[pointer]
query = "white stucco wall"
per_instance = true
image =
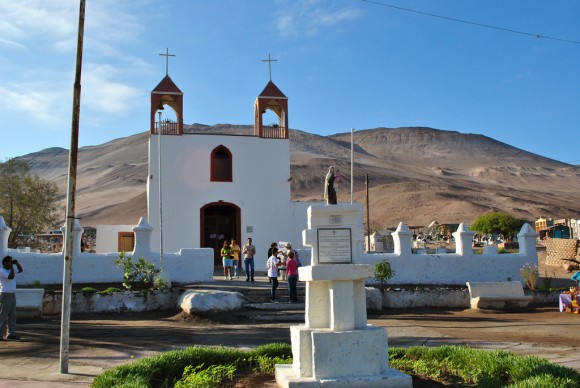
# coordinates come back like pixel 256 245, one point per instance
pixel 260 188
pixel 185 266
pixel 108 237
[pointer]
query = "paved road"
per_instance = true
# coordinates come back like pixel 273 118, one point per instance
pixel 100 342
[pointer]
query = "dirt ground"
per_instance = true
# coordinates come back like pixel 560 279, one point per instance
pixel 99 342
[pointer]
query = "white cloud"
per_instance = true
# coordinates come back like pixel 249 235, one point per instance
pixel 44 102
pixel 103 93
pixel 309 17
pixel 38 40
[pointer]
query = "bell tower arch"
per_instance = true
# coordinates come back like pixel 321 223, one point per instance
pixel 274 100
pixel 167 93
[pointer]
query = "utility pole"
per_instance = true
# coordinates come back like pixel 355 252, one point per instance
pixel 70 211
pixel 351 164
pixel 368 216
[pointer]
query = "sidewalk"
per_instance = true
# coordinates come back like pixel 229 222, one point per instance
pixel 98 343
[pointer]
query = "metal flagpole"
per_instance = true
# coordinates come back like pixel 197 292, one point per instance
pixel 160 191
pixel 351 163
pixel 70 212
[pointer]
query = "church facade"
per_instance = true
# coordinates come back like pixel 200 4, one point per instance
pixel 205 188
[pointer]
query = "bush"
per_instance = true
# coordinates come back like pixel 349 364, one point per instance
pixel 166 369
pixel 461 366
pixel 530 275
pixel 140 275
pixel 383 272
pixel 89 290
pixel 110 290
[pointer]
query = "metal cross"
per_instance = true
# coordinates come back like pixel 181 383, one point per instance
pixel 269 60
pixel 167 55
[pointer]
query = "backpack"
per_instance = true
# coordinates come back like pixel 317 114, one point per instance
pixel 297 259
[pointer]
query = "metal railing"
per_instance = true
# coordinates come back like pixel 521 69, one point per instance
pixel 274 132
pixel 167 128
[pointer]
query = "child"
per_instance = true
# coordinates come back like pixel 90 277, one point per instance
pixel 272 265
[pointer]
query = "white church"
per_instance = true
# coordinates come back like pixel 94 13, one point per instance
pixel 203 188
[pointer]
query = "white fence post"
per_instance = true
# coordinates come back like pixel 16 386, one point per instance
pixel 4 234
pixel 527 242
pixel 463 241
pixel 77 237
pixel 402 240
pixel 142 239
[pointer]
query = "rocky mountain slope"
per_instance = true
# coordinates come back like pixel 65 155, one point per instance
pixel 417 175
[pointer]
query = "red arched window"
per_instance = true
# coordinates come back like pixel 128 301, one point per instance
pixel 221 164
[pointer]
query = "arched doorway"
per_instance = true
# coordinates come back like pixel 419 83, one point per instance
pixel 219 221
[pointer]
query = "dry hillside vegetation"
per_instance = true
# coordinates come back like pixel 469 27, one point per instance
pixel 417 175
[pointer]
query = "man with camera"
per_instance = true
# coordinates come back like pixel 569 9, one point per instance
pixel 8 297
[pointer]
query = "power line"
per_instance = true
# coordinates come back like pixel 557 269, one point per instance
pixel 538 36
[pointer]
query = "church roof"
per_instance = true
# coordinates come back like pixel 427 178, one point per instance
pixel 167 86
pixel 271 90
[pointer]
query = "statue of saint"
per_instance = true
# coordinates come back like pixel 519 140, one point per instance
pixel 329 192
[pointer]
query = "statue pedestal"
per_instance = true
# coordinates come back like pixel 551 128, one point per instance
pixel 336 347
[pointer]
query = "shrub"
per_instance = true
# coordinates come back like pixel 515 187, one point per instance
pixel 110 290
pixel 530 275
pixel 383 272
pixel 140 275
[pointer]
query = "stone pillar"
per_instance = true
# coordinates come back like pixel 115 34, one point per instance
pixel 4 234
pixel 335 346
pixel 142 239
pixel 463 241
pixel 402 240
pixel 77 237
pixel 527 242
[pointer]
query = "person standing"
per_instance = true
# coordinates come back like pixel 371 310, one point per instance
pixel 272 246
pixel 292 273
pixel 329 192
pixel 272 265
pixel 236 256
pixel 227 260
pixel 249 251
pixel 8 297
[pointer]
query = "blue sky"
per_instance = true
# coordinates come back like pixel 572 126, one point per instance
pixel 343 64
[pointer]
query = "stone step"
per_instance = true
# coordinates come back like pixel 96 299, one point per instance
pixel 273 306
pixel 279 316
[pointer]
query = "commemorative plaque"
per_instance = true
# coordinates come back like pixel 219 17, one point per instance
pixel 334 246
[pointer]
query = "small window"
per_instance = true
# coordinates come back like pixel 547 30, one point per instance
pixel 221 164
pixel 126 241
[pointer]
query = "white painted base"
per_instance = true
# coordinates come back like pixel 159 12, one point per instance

==

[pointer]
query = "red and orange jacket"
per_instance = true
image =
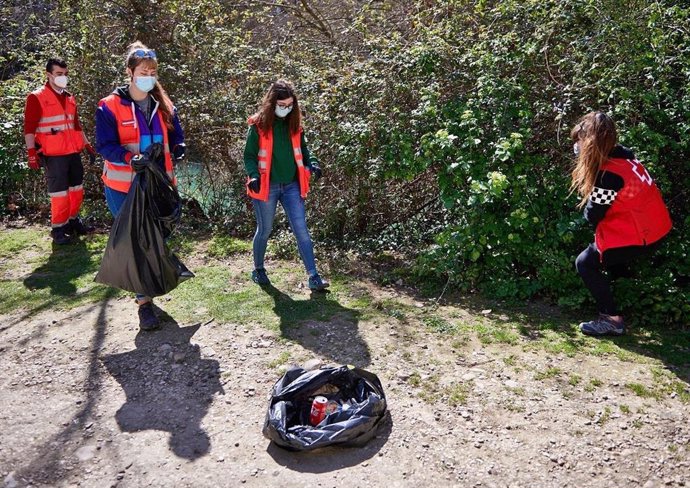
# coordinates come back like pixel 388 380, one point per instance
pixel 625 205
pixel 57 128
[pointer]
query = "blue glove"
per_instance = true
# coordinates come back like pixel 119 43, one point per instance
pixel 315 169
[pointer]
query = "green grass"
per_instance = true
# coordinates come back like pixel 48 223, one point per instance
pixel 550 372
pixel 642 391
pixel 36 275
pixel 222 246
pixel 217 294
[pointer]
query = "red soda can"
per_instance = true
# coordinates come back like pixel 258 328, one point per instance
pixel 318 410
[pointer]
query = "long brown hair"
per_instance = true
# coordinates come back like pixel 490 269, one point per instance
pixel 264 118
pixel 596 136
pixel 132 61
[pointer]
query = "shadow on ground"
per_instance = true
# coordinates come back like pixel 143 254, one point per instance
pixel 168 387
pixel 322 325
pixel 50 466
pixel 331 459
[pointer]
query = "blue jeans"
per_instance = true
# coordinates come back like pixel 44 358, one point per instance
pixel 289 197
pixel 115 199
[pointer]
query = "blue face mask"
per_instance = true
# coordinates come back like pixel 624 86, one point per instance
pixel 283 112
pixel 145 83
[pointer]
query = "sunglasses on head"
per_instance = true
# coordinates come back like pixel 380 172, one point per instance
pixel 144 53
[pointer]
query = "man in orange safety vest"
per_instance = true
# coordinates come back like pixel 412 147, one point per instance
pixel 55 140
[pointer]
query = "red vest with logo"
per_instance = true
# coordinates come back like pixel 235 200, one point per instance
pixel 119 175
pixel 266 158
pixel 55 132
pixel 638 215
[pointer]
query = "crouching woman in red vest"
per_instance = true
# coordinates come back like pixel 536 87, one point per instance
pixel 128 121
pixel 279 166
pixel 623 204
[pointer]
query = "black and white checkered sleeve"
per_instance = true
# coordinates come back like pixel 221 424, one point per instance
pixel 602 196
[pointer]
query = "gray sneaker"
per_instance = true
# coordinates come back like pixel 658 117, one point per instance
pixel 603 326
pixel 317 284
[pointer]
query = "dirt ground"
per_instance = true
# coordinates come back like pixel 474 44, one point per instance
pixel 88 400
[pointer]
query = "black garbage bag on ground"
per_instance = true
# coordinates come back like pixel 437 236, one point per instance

> **Direction**
Find every line in the material above that contains the string "blue", and copy each of those lines out in full.

> **Response to this exercise**
query = "blue sky"
query = "blue glove"
query = "blue jeans"
query = "blue face mask"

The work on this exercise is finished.